ÉNONCÉ: Présentez sous forme de tableau Markdown, avec les colonnes « N° » et « Ligne », les lignes allant de celle qui contient « car on bridge -> » jusqu'à la dernière ligne, toutes deux incluses, en omettant les lignes vides.

DONNÉES FOURNIES:

━━━━━━

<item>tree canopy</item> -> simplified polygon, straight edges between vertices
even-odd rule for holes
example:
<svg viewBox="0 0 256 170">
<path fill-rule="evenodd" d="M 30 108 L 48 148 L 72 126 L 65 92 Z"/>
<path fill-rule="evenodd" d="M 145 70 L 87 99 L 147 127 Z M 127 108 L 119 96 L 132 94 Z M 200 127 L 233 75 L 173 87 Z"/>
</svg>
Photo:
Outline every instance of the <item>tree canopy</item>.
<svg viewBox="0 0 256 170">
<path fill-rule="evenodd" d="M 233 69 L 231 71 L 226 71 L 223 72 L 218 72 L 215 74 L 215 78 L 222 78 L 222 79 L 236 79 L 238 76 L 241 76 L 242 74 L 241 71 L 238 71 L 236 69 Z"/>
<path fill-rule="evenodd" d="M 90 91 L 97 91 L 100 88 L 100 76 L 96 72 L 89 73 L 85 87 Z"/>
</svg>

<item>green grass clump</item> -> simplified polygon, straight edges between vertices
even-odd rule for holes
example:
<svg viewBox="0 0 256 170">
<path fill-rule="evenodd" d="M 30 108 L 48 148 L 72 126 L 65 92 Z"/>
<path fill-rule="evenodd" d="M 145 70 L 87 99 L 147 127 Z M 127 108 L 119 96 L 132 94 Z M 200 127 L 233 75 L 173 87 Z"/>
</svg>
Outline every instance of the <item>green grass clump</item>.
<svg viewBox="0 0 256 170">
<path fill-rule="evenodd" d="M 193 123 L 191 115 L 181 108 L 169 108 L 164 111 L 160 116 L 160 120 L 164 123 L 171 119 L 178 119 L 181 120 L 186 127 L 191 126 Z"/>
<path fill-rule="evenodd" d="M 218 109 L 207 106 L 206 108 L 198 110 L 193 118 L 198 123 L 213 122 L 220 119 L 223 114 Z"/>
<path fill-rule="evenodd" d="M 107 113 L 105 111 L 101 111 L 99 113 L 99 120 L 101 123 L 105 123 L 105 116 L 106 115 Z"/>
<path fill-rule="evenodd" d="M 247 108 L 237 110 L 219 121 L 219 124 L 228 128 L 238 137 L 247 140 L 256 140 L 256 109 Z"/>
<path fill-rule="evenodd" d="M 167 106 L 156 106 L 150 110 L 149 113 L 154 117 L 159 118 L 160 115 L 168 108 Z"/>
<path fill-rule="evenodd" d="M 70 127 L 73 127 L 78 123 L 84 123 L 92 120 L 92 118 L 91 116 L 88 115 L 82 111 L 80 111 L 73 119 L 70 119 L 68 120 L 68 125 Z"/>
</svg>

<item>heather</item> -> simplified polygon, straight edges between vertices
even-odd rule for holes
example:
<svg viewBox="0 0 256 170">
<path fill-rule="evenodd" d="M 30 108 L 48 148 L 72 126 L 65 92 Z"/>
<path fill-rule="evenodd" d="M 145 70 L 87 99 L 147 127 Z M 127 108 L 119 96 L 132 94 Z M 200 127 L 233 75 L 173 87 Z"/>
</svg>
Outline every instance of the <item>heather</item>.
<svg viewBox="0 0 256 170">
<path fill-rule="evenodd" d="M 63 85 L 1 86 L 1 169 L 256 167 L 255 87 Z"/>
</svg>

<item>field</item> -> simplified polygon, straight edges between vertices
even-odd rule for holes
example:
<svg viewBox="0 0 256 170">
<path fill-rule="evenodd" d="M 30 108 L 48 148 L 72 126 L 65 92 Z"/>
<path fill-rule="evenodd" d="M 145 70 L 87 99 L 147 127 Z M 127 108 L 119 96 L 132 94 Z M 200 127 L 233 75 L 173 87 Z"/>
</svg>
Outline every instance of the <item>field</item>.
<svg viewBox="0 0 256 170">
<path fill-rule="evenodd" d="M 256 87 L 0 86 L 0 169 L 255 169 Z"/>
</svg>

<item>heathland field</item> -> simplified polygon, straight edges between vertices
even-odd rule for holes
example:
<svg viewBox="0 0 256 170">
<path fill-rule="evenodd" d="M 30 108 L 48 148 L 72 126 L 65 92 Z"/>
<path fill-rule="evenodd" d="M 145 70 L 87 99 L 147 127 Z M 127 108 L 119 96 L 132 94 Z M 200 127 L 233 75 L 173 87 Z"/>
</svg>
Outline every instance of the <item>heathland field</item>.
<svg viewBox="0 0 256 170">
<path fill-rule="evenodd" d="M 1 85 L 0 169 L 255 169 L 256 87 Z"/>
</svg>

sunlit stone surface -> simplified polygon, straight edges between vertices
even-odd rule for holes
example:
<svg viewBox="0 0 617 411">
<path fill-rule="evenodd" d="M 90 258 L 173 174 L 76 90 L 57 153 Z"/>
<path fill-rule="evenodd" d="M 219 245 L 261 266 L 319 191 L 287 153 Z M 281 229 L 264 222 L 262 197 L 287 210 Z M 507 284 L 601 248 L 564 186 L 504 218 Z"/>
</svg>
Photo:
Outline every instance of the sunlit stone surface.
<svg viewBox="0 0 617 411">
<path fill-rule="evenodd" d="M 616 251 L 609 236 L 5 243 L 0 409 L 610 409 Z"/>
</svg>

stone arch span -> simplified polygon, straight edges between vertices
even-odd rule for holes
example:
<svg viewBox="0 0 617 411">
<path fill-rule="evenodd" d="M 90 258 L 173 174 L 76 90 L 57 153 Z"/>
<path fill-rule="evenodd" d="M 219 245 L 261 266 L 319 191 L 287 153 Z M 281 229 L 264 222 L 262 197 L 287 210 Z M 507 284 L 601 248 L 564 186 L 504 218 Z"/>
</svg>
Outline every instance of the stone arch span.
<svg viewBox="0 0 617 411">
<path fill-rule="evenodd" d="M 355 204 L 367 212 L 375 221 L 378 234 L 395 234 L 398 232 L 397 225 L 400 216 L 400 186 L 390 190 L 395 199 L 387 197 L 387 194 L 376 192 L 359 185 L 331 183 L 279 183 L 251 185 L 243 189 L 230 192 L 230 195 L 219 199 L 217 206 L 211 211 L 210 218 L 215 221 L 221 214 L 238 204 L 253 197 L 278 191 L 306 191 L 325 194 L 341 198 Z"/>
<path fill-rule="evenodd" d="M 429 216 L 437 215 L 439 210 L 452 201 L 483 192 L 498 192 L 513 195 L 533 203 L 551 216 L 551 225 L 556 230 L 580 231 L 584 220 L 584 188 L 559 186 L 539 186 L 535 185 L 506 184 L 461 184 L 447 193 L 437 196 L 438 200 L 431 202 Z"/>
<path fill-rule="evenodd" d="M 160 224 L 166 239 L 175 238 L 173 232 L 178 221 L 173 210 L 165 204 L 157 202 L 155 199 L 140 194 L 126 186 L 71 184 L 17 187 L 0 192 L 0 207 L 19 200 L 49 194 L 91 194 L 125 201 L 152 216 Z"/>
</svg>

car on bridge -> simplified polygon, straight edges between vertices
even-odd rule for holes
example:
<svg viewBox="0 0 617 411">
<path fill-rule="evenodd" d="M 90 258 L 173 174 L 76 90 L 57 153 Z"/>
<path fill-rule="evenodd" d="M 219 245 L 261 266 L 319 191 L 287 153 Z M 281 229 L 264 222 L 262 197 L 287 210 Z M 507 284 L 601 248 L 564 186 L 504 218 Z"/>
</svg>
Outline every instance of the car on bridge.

━━━━━━

RÉPONSE:
| N° | Ligne |
|---|---|
| 1 | car on bridge -> simplified polygon, straight edges between vertices |
| 2 | even-odd rule for holes |
| 3 | example: |
| 4 | <svg viewBox="0 0 617 411"> |
| 5 | <path fill-rule="evenodd" d="M 90 258 L 173 174 L 76 90 L 57 153 Z"/> |
| 6 | <path fill-rule="evenodd" d="M 219 245 L 261 266 L 319 191 L 287 153 Z M 281 229 L 264 222 L 262 197 L 287 210 Z M 507 284 L 601 248 L 564 186 L 504 218 Z"/> |
| 7 | </svg> |
| 8 | Outline every instance of the car on bridge. |